_Text section_.
[Start of Attachment]

Orchard City is a statutory town in Delta County, Colorado, United States. The population was 3,142 at the 2020 census. There are three post offices serving Orchard City: Austin (ZIP code 81410), Cory (ZIP code 81414), Eckert (ZIP code 81418).

==Geography==
Orchard City is located in central Delta County at (38.816360, -107.976951). Colorado State Highway 65 passes through the town, leading southwest 9 mi to Delta, the county seat, and northeast 6 mi to the town of Cedaredge. Eckert is in the northern part of the town, and Cory is in the southwest, both along Highway 65. Austin is in the southeast corner of the town, on the north side of Colorado State Highway 92, which leads west 7 mi to Delta and east 13 mi to Hotchkiss.

According to the United States Census Bureau, Orchard City has a total area of 29.6 km2, of which 0.02 sqkm, or 0.06%, is water.

[End of Attachment]

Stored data
[Start of Attachment]

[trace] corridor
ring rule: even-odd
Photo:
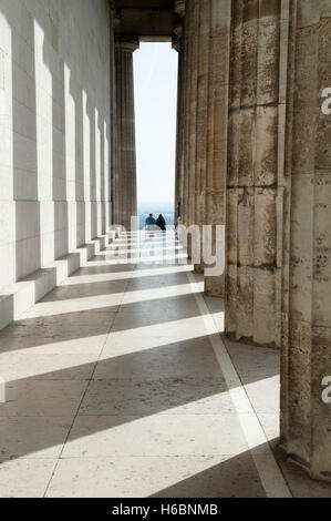
[[[291,496],[278,351],[200,290],[173,232],[122,234],[1,331],[1,497]]]

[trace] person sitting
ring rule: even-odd
[[[166,232],[167,228],[166,228],[166,222],[165,222],[165,218],[162,214],[159,214],[159,216],[157,217],[156,219],[156,226],[158,226],[163,232]]]
[[[155,218],[153,217],[153,214],[149,214],[149,216],[145,221],[145,229],[155,229]]]

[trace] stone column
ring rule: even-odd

[End of Attachment]

_Work request 1_. According to the Orchard City text, which highway runs from Austin west to Delta and east to Hotchkiss?
_Work request 2_. Write a continuation of the Orchard City text starting after its final sentence.

_Exercise response 1_. Colorado State Highway 92.

_Exercise response 2_.
==History==
In the early 20th century, because residents in the area were getting sick from drinking ditch water, three small communities (Austin, Cory, and Eckert) agreed to consolidate in order to be able to raise enough money to build a water pipeline. Thus Orchard City was incorporated in 1912, but even to this day it's more common for people to refer to one of the three specific communities within the boundaries of Orchard City. The community was named for an orchard near the original town site.

==Government and politics==

Mayors of the Town of Orchard City
| The Honorable | Term start | Term end | Term(s) |
|---|---|---|---|
| Jim Erickson |  |  |  |
| Tom Huerkamp | April 2004 | April 2008 | 1 |
| Don Suppes | April 2008 | April 2016 | 2 |
| Ken Volgamore | April 2016 | incumbent | current |

The Town of Orchard City is governed by a council of six elected at-large trustees and an independently elected mayor. Together, the mayor and trustees, form the government of the Town of Orchard City. The Board of Trustees typically meets twice a month for a work session and meeting.

In 1912, the first election saw George Williamson elected mayor, and the trustees were J.P. Kettle, George Weyrauch, E.E. White, William Start, E.J. Coffey, and Charles Dixon. The first Town Clerk was Ernest Sudgen.

In 1993, the Town of Orchard City and the Field of Dreams build a baseball park with the help of Colorado Great Outdoors Funds. By 2000, controversy over finances and maintenance resulted in the town developing an enterprise fund to directly manage the park.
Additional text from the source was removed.